§ **TASK DIRECTIONS**
Which lines in the material below contain the word "blue"? Pick out each of them and copy it in full.

§ **RECORD EXTRACTS**
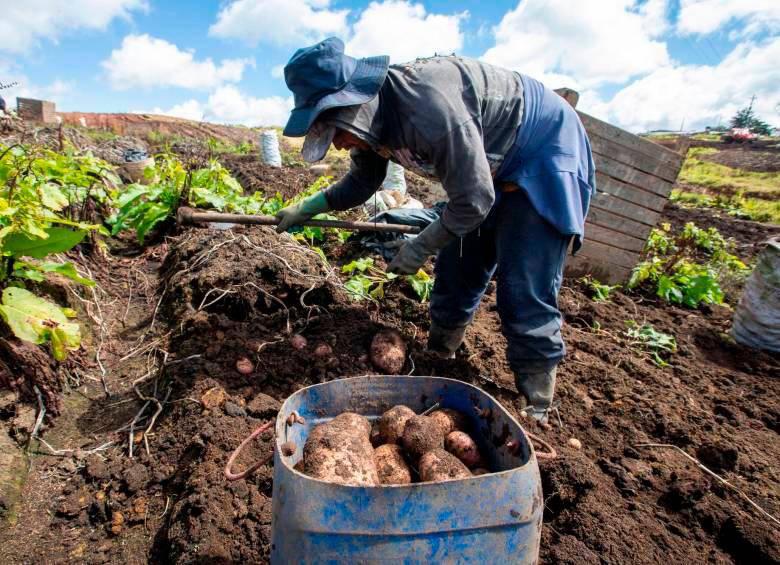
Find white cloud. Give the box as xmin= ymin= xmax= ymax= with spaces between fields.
xmin=0 ymin=60 xmax=74 ymax=109
xmin=346 ymin=0 xmax=468 ymax=63
xmin=677 ymin=0 xmax=780 ymax=35
xmin=145 ymin=85 xmax=293 ymax=126
xmin=209 ymin=0 xmax=349 ymax=46
xmin=0 ymin=0 xmax=148 ymax=53
xmin=271 ymin=65 xmax=284 ymax=78
xmin=482 ymin=0 xmax=670 ymax=88
xmin=578 ymin=37 xmax=780 ymax=131
xmin=102 ymin=34 xmax=254 ymax=90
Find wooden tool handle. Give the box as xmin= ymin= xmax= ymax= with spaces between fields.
xmin=176 ymin=206 xmax=420 ymax=234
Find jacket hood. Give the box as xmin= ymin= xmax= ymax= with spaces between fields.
xmin=320 ymin=94 xmax=383 ymax=150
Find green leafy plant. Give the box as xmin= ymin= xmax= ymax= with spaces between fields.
xmin=404 ymin=269 xmax=433 ymax=302
xmin=0 ymin=287 xmax=81 ymax=361
xmin=625 ymin=320 xmax=677 ymax=367
xmin=580 ymin=275 xmax=620 ymax=302
xmin=0 ymin=145 xmax=108 ymax=360
xmin=341 ymin=257 xmax=433 ymax=302
xmin=628 ymin=222 xmax=748 ymax=308
xmin=341 ymin=257 xmax=397 ymax=300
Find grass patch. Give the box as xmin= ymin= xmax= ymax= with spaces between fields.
xmin=678 ymin=147 xmax=780 ymax=193
xmin=670 ymin=189 xmax=780 ymax=224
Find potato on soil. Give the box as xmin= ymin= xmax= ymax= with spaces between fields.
xmin=303 ymin=412 xmax=379 ymax=486
xmin=314 ymin=343 xmax=333 ymax=359
xmin=290 ymin=334 xmax=309 ymax=349
xmin=371 ymin=330 xmax=406 ymax=375
xmin=444 ymin=432 xmax=482 ymax=468
xmin=401 ymin=416 xmax=444 ymax=462
xmin=428 ymin=408 xmax=469 ymax=436
xmin=236 ymin=357 xmax=255 ymax=375
xmin=374 ymin=443 xmax=412 ymax=485
xmin=419 ymin=449 xmax=471 ymax=483
xmin=379 ymin=404 xmax=415 ymax=443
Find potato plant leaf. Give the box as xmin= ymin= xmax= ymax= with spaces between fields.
xmin=0 ymin=287 xmax=81 ymax=361
xmin=3 ymin=226 xmax=87 ymax=259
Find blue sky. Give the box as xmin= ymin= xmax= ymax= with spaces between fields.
xmin=0 ymin=0 xmax=780 ymax=131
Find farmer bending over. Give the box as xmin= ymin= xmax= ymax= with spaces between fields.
xmin=278 ymin=38 xmax=595 ymax=421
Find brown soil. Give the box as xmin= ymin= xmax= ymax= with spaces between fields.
xmin=0 ymin=155 xmax=780 ymax=563
xmin=58 ymin=112 xmax=258 ymax=144
xmin=661 ymin=203 xmax=780 ymax=259
xmin=221 ymin=155 xmax=319 ymax=200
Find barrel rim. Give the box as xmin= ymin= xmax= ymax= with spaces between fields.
xmin=274 ymin=375 xmax=539 ymax=489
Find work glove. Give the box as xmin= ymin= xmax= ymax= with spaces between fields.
xmin=387 ymin=220 xmax=455 ymax=275
xmin=276 ymin=192 xmax=330 ymax=233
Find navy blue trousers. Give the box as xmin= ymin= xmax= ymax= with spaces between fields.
xmin=430 ymin=190 xmax=572 ymax=374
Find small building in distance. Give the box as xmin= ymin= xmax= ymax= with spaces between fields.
xmin=16 ymin=98 xmax=57 ymax=124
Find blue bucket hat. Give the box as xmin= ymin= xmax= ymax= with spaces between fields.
xmin=284 ymin=37 xmax=390 ymax=137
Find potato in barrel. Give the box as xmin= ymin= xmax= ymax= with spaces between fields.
xmin=419 ymin=448 xmax=472 ymax=483
xmin=401 ymin=416 xmax=444 ymax=462
xmin=303 ymin=412 xmax=379 ymax=486
xmin=379 ymin=404 xmax=415 ymax=443
xmin=374 ymin=443 xmax=412 ymax=485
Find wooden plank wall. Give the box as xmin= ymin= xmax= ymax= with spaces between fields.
xmin=562 ymin=110 xmax=684 ymax=284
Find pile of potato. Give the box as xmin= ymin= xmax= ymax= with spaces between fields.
xmin=303 ymin=405 xmax=489 ymax=486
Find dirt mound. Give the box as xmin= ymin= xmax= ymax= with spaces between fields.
xmin=661 ymin=203 xmax=780 ymax=259
xmin=57 ymin=112 xmax=257 ymax=144
xmin=163 ymin=228 xmax=338 ymax=321
xmin=220 ymin=155 xmax=319 ymax=200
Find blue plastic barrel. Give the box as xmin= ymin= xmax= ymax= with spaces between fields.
xmin=271 ymin=376 xmax=543 ymax=564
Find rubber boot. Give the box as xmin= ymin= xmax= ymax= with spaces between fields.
xmin=515 ymin=366 xmax=558 ymax=423
xmin=428 ymin=322 xmax=466 ymax=359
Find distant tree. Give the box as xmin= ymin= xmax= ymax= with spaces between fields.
xmin=730 ymin=97 xmax=772 ymax=135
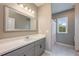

§ **RESULT FOR THIS EXERCISE**
Find blue sky. Give the box as xmin= ymin= xmax= ymax= with spaces between fields.
Find navy blue trousers. Give the box as xmin= ymin= xmax= ymax= with spaces between fields.
Find blue bucket hat. Give the box as xmin= ymin= xmax= ymax= with spaces between fields.
Find blue plastic barrel. Give the box as xmin= ymin= xmax= ymax= with spaces between fields.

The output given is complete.